== Texto do exercício ==

(Por Viviane Araújo)
“Eu bebo, sem compromisso / com meu dinheiro / ninguém tem nada com isso / aonde houver garrafa / aonde houver barril / presente está a turma do funil!!”
“Eu bebo, sem compromisso / com meu dinheiro / ninguém tem nada com isso / aonde houver garrafa / aonde houver barril / presente está a turma do funil!!”
Do meu apartamento - eu, bailarina - ouço vozes ecoando o hino que reconheço como sendo tão teu. Paro por um instante na esperança de distinguir a tua voz em meio a tantas outras, mas é inútil. É sempre assim: tua voz me parece tão muda(da) quando é apenas uma que grita com mais algumas. Corro, então, para a sacada e ponho-me a ver o teu bloco passar.
E lá vai samba, batuque, ritmo, disritmia, suor, cerveja, cigarro, fumaça, máscara, fantasia. E lá vêm bocas que só se encostam, enquanto dizem que se beijam. Bocas bem treinadas na arte do encostar-abrir-sugar-e-partir-para-outras. “E com mais essa boca, já são 12!!!!”, brada um sujeito que em sua confusa aritmética divide enquanto pensa que soma. E lá vem mãos que se esbarram, achando que se tocam; corpos que se chocam, achando que se sentem; gente que se solta dizendo que se pega. "É carnaval, é pegação!!!", brada novamente o empolgado sujeito que agora já encostou em 15 bocas, mas beijar mesmo que é bom, ainda nada.

===

Instruções do exercício —
a. Resuma em até três frases o parágrafo do texto do exercício iniciado por “E lá vai samba, batuque”, preservando seus fatos principais.
b. Na listagem, substitua "rough mask" por "coarse mask" no trecho que vai do início até a linha que contém "positive clicks: (185, 158)", inclusive, e reproduza somente esse trecho, sem nenhuma outra alteração.
O texto do exercício e a listagem constituem materiais independentes entre si.

== Materiais do exercício ==

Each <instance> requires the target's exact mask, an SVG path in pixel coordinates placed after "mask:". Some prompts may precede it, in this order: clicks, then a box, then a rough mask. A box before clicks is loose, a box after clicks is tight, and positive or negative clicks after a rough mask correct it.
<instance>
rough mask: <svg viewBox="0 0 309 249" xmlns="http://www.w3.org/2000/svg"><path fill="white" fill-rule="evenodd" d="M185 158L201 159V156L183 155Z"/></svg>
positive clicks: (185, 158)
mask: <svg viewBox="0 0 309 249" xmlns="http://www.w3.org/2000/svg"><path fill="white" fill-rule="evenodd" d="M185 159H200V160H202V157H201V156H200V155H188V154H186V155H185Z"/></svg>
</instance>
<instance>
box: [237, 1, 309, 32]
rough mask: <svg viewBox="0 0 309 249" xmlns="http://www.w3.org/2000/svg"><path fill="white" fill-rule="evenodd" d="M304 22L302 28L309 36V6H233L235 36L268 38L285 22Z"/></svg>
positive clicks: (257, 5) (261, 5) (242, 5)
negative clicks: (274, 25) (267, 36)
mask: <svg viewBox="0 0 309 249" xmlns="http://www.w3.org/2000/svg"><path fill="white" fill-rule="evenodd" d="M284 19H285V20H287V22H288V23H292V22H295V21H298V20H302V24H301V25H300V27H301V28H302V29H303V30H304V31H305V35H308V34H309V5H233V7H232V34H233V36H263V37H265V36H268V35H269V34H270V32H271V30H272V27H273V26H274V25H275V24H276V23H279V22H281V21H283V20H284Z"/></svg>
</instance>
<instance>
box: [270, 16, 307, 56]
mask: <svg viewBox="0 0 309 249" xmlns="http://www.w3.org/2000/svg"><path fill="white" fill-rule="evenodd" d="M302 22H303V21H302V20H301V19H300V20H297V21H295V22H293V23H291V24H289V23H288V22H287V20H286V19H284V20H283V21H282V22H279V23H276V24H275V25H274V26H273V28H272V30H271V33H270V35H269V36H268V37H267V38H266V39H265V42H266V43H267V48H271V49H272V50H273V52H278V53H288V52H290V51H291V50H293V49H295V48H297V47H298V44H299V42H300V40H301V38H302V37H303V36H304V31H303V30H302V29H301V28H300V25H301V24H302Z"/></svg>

===

Resultados do exercício —
a. Passa o bloco com samba, batuque, suor, cerveja, cigarro, fumaça, máscaras e fantasias. Bocas apenas se encostam, mãos se esbarram e corpos se chocam, enquanto os foliões julgam beijar, tocar e sentir. Um sujeito empolgado contabiliza as bocas em que encostou, primeiro 12 e depois 15, mas ainda não beijou de fato nenhuma.

b.
Each <instance> requires the target's exact mask, an SVG path in pixel coordinates placed after "mask:". Some prompts may precede it, in this order: clicks, then a box, then a coarse mask. A box before clicks is loose, a box after clicks is tight, and positive or negative clicks after a coarse mask correct it.
<instance>
coarse mask: <svg viewBox="0 0 309 249" xmlns="http://www.w3.org/2000/svg"><path fill="white" fill-rule="evenodd" d="M185 158L201 159V156L183 155Z"/></svg>
positive clicks: (185, 158)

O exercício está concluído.